— BEGIN —

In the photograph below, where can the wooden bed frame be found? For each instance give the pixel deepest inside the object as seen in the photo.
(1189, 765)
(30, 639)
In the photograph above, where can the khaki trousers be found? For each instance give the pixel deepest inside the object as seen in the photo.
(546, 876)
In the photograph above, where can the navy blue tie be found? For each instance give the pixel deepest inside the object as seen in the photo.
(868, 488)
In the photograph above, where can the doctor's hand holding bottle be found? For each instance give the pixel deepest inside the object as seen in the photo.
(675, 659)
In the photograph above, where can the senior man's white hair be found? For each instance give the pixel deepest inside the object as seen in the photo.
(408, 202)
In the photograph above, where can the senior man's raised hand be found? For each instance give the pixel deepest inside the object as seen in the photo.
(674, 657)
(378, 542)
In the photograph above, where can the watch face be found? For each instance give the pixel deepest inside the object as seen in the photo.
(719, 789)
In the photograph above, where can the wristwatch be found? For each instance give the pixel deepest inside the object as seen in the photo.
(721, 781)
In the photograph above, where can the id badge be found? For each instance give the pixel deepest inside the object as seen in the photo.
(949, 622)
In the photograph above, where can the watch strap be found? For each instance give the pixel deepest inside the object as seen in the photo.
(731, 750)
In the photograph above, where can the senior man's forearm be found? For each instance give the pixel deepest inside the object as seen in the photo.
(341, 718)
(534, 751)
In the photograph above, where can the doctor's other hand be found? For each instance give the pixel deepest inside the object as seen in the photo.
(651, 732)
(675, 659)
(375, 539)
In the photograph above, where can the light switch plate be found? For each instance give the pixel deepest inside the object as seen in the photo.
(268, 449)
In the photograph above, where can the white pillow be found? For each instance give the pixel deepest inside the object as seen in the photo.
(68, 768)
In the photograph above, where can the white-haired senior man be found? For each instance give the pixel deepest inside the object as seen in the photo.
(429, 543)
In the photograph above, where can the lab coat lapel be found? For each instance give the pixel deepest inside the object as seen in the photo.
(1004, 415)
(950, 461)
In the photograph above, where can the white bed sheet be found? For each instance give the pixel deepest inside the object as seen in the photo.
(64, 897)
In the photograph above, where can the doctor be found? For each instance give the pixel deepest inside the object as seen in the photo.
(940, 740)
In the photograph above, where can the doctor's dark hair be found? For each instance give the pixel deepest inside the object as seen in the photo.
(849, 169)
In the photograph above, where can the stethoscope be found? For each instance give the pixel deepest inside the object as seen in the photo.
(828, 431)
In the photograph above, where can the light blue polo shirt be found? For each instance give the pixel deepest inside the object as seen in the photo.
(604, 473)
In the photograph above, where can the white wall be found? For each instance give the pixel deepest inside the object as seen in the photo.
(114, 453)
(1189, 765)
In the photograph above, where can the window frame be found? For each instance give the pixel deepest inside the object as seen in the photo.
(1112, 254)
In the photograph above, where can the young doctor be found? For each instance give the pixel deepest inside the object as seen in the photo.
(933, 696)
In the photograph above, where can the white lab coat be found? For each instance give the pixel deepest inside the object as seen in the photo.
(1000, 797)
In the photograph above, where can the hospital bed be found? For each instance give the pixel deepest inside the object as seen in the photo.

— END —

Written problem: Present all the rows above as a Markdown table with two columns, Number and Line. Number each line in order and leave out any blank lines.

The solution:
| Number | Line |
|---|---|
| 1 | In the photograph below, where can the wooden bed frame be found? For each instance give the pixel deepest inside the object as seen in the photo. |
| 2 | (1189, 765) |
| 3 | (30, 639) |
| 4 | In the photograph above, where can the khaki trousers be found? For each instance give the pixel deepest inside the object as seen in the photo. |
| 5 | (546, 876) |
| 6 | In the photograph above, where can the navy blue tie be found? For each instance give the pixel deepest inside the object as seen in the photo. |
| 7 | (868, 488) |
| 8 | In the photograph above, where can the doctor's hand holding bottle be found? For each instance give the pixel deepest inside the object as seen in the photo. |
| 9 | (675, 659) |
| 10 | In the photograph above, where can the senior man's white hair be found? For each instance give the pixel deepest inside the object as seen in the photo. |
| 11 | (408, 202) |
| 12 | In the photograph above, where can the senior man's raised hand be found? For each instance give the pixel deepest inside the object as seen in the photo. |
| 13 | (674, 657) |
| 14 | (378, 542) |
| 15 | In the photograph above, where can the watch face be found? For each instance give the pixel deepest inside the object as seen in the photo. |
| 16 | (719, 789) |
| 17 | In the photograph above, where can the wristwatch be found? For each instance give the pixel deepest inside the object as seen in the photo. |
| 18 | (721, 781) |
| 19 | In the photograph above, where can the id badge be found? For each instance give the pixel deepest inside the object as seen in the photo. |
| 20 | (949, 622) |
| 21 | In the photograph above, where can the watch strap be found? For each instance give the pixel deepest inside the object as seen in the photo. |
| 22 | (731, 750) |
| 23 | In the photograph above, where can the senior man's forearm be found? For each instance give the pixel deepest inside the object as seen in the photo. |
| 24 | (341, 718) |
| 25 | (534, 751) |
| 26 | In the photograph above, where can the doctor's other hand be found? For each instance give the pixel deepest inside the object as seen in the photo. |
| 27 | (651, 732) |
| 28 | (675, 659) |
| 29 | (375, 539) |
| 30 | In the photograph above, where can the light switch plate be found? For each instance give the pixel deepest inside the object as seen in the photo. |
| 31 | (268, 449) |
| 32 | In the photograph above, where can the white pillow be found? For each instance give the pixel deepest inside the object as seen in the photo. |
| 33 | (68, 768) |
| 34 | In the photograph above, where can the white-haired senior man be found? For each instance give the pixel deepest inside the object as seen in the photo. |
| 35 | (429, 543) |
| 36 | In the photograph above, where can the lab coat lapel be found? For each instance give the pixel deepest inside the object as seen in the photo. |
| 37 | (1004, 415) |
| 38 | (950, 461) |
| 39 | In the photograph above, where can the white bed sheet be found? For each instance give the pixel deepest inside the object as seen in the photo. |
| 40 | (64, 897) |
| 41 | In the photograph above, where can the doctor be found? For each instance give the pixel deepest inside the object as seen in the photo. |
| 42 | (940, 740) |
| 43 | In the photograph above, where can the doctor's dark hair be found? For each instance give the pixel deepest inside the object as seen in the photo. |
| 44 | (849, 169) |
| 45 | In the photograph above, where can the stethoscope be found? For each instance give the pixel deepest inside the object as seen in the photo. |
| 46 | (828, 431) |
| 47 | In the photograph above, where can the light blue polo shirt be found? For each instance give the pixel deepest inside the object as seen in the photo. |
| 48 | (604, 473) |
| 49 | In the photograph above, where can the white wall be found? For each instance give the pixel deepest inside the object as seen in the photo. |
| 50 | (114, 453) |
| 51 | (1189, 765) |
| 52 | In the photograph above, where can the window frame be found? For each instance give the pixel deepest inside the object as seen in the photo. |
| 53 | (1112, 254) |
| 54 | In the photograph above, where can the young doctor be found? For each instance give the pixel deepest inside the object as seen in the photo. |
| 55 | (933, 696) |
| 56 | In the photograph above, where can the white lab coat be found? For each instance give the pixel deepest inside the object as seen in the photo. |
| 57 | (1000, 797) |
| 58 | In the photograph above, where can the hospital bed be found? For each instance give the pixel deepest inside the object as seen in the photo. |